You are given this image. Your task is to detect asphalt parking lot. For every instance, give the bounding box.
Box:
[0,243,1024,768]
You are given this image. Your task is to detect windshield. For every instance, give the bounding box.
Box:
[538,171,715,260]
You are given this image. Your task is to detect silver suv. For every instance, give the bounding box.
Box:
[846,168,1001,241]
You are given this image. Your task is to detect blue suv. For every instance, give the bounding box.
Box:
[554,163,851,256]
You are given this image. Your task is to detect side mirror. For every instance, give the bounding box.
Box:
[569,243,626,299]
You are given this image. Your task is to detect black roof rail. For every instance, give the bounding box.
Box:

--

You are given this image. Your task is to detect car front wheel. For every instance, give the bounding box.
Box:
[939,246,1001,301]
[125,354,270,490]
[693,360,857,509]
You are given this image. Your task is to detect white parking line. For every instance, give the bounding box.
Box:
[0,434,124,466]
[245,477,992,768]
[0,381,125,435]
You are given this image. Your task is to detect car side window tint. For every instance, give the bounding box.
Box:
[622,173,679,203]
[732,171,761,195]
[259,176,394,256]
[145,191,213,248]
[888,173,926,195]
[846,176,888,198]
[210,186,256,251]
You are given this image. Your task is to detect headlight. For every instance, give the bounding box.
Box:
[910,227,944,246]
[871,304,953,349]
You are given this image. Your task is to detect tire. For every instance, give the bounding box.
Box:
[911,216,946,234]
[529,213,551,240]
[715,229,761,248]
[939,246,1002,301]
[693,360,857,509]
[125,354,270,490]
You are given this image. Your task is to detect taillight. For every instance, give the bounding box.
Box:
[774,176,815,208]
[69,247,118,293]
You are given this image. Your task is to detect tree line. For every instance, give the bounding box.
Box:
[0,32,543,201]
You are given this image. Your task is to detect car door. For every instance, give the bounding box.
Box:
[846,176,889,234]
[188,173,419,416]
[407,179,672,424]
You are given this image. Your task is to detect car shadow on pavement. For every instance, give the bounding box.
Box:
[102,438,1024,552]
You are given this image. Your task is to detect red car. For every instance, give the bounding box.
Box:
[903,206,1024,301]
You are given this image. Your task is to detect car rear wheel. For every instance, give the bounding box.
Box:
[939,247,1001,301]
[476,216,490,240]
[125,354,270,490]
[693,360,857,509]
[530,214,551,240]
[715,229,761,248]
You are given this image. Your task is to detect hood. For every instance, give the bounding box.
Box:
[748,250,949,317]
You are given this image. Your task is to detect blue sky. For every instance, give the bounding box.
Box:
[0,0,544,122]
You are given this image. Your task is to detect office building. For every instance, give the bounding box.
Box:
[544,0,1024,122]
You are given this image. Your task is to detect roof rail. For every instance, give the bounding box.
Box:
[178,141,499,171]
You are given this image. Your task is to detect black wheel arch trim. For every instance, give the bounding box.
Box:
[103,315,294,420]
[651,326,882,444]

* * *

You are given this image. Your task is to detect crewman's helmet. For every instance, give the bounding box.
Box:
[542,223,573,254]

What the task asks: Turn the records starting with the line containing "detect car rear" and going on through the line containing "[544,0,1024,122]" (both lines included) into a two-column CSV with the headers request and answer. Give one row for each request, with its text and its answer each in a single quoted field and any line breaks changed to spaces.

Full answer:
request,answer
"You are given this image. Your task is to detect car rear wheel. For every instance, give the bounding box. Box:","[939,247,1001,301] [476,216,490,240] [125,354,270,490] [693,360,857,509] [530,214,551,240] [715,229,761,248]"
"You are given this image. Your task is to detect hood. For every instance, give the bounding box. Box:","[748,250,949,317]"
"You are given this image. Your task is to detect blue sky. For every instance, give the bounding box. Box:","[0,0,544,122]"
"You are given this image. Your task is to detect office building. For every instance, give the bounding box. Box:","[544,0,1024,122]"